→ Supplied text
┄┄┄┄┄┄

Phillips v. Brotherhood of Railway & Steamship Clerks, Freight Handlers, Express & Station Employes

285 N.W. 159 | Iowa | 1939

John Phillips, at the time of his death in December 1934, was a member of the defendant brotherhood. The home office of the defendant, an affiliate of the American Federation of Labor, is in Cincinnati. Defendant is referred to in the record as the Grand Lodge, which had subordinate lodges in various parts of the United States. Mr. Phillips, a resident of Council Bluffs, joined the Chas. M. Owens' Lodge Number 1390 of Red Oak, Iowa, in January 1932, which local lodge was a subordinate of the Grand Lodge. The defendant maintained *866 a "Death Benefit Department" which was governed by rules and regulations and was under the immediate supervision of the secretary-treasurer of the Grand Lodge.

The rules of the department provided that in order to become a member of the department it was necessary that a member of the Grand Lodge file a written application for membership in the death benefit department, and, on becoming a member, he received a certificate which agreed to pay on his death the sum of $300 to the person named as beneficiary. It is conceded that Mr. Phillips, a member of the defendant organization, did not make a special written application for membership to the department and never received a certificate agreeing to pay him $300.

The dues to the Grand Lodge were $1.25 per month payable quarterly. This sum included monthly dues, or premiums, to the death benefit department for insurance in the sum of thirty cents and the monthly dues to the Grand Lodge in the sum of ninety-five cents. A member of the Grand Lodge was required to pay the full monthly dues of $1.25, which included the thirty-cent premium for the insurance, though he was not, technically, a member of the department because of failure to file the application for membership therein. The constitution of the Grand Lodge, of which Mr. Phillips was a member, provided that all members of the brotherhood applying for membership in the death benefit department after October 1, 1931, would be given certificates in the amount of $300, regardless of age or physical disability.

┄┄┄┄┄┄

Can you continue the Phillips case opinion on the brotherhood's death benefit department from where it stops?

[Coordinate annotation entries]
┄┄┄┄┄┄

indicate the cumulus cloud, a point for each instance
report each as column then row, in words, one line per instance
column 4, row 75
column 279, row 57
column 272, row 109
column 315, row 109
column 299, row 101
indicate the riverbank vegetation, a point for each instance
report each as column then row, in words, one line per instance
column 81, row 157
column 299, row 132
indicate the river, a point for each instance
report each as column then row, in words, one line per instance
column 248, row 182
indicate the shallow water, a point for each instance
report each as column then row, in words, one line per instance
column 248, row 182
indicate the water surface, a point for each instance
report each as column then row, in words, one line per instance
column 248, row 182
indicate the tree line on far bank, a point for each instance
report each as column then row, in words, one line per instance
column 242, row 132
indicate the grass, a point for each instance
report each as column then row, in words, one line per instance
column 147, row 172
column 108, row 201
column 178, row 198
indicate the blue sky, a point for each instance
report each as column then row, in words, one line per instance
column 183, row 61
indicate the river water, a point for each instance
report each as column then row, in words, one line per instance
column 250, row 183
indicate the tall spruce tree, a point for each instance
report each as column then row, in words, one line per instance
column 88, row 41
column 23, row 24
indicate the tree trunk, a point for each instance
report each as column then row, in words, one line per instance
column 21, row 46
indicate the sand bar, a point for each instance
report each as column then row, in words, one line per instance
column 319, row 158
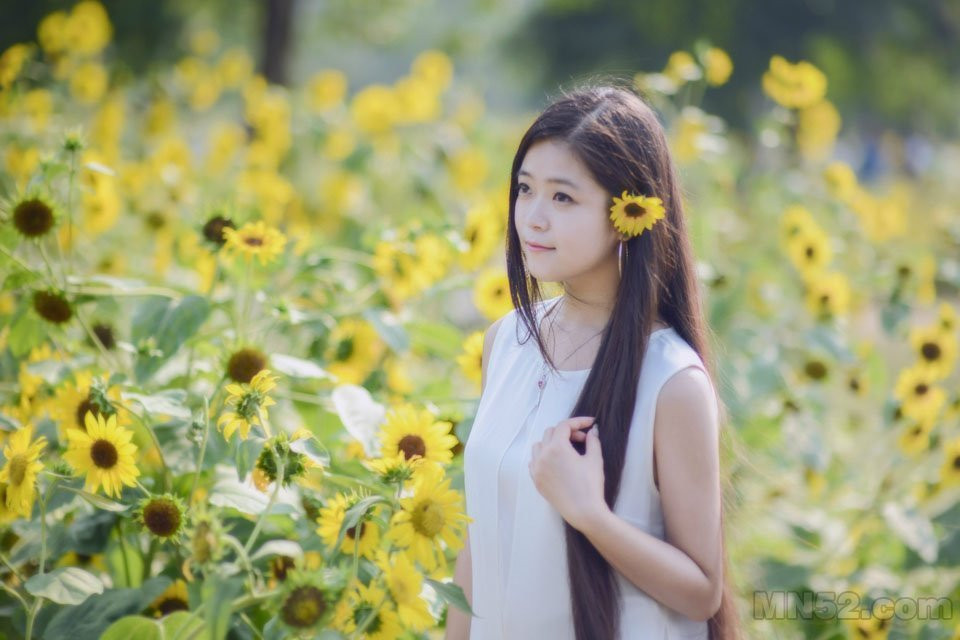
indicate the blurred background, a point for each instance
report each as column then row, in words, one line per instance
column 320, row 188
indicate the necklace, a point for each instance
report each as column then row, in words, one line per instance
column 544, row 367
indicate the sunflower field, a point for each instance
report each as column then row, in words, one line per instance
column 241, row 328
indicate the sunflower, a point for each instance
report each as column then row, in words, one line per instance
column 163, row 516
column 20, row 471
column 248, row 401
column 936, row 350
column 53, row 306
column 431, row 516
column 174, row 598
column 405, row 584
column 255, row 239
column 481, row 234
column 950, row 469
column 331, row 519
column 360, row 603
column 104, row 453
column 828, row 295
column 915, row 438
column 34, row 217
column 491, row 293
column 303, row 606
column 416, row 433
column 471, row 360
column 246, row 363
column 809, row 250
column 353, row 350
column 921, row 398
column 633, row 214
column 395, row 469
column 947, row 318
column 794, row 86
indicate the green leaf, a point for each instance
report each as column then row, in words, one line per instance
column 244, row 497
column 452, row 593
column 137, row 627
column 388, row 328
column 98, row 501
column 169, row 323
column 167, row 402
column 67, row 585
column 218, row 594
column 278, row 548
column 26, row 332
column 442, row 340
column 182, row 624
column 353, row 515
column 92, row 617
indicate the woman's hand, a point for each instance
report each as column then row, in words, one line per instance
column 571, row 482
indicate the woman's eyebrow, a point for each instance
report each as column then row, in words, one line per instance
column 523, row 172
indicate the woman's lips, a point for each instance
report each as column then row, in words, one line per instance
column 535, row 247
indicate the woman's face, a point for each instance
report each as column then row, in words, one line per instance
column 560, row 206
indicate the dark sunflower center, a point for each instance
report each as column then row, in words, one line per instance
column 246, row 363
column 213, row 229
column 104, row 454
column 930, row 351
column 169, row 605
column 33, row 218
column 52, row 307
column 162, row 517
column 816, row 369
column 427, row 519
column 303, row 607
column 412, row 445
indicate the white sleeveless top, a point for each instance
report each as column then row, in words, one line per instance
column 520, row 583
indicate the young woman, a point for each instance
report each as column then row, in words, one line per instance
column 592, row 468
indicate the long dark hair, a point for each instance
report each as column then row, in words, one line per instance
column 619, row 138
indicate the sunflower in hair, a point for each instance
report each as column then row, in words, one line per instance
column 633, row 214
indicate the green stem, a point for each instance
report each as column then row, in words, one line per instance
column 13, row 569
column 73, row 171
column 142, row 291
column 43, row 526
column 273, row 498
column 32, row 615
column 23, row 265
column 242, row 555
column 123, row 553
column 13, row 592
column 106, row 355
column 153, row 437
column 46, row 261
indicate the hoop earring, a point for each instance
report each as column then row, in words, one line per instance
column 620, row 259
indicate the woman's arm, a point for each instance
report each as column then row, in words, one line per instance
column 458, row 622
column 685, row 571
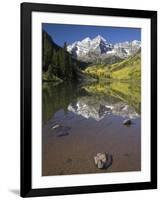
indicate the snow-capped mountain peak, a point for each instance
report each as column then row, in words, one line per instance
column 99, row 38
column 90, row 50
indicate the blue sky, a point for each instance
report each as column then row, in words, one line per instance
column 61, row 33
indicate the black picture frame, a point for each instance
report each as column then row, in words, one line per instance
column 26, row 103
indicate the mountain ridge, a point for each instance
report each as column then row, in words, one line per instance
column 98, row 49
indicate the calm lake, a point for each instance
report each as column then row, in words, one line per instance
column 80, row 121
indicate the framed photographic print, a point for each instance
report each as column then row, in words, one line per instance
column 88, row 99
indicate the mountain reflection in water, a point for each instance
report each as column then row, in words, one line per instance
column 93, row 100
column 80, row 121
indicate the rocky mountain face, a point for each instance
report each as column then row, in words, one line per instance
column 99, row 50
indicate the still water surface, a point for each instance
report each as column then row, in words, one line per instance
column 80, row 121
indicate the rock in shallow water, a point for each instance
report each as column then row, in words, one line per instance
column 127, row 122
column 103, row 160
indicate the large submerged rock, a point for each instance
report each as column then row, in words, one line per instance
column 103, row 160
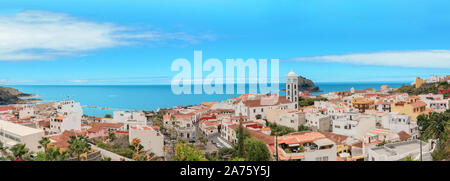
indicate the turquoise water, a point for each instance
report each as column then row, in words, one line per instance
column 148, row 97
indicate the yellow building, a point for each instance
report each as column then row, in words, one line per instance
column 419, row 82
column 362, row 104
column 412, row 108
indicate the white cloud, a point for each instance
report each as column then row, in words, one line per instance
column 42, row 35
column 417, row 59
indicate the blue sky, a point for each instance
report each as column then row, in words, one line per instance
column 135, row 42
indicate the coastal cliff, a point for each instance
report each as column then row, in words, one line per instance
column 305, row 84
column 11, row 96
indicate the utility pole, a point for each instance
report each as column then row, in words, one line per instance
column 276, row 145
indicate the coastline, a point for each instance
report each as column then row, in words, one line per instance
column 152, row 97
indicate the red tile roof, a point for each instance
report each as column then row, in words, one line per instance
column 403, row 135
column 336, row 138
column 263, row 137
column 257, row 103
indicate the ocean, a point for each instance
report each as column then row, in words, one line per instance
column 150, row 97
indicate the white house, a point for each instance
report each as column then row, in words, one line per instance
column 355, row 126
column 150, row 138
column 69, row 115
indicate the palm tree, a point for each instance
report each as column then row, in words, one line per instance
column 434, row 126
column 3, row 151
column 137, row 148
column 44, row 143
column 111, row 136
column 19, row 152
column 78, row 146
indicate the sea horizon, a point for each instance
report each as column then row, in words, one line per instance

┄┄┄┄┄┄

→ Output for this exercise
Plaintiff, as administratrix of the estate of decedent, brought this action to recover from defendant the sum of $300 as a death benefit. Defendant sought to avoid payment on the ground that Mr. Phillips was not a member of the death benefit department, and as there was no contractual relation between him and the department, there was no liability for death benefits to plaintiff. Plaintiff filed a reply pleading estoppel and waiver. A jury was waived and the cause tried to the court which entered judgment against the defendant for $300 and interest. Defendant appealed.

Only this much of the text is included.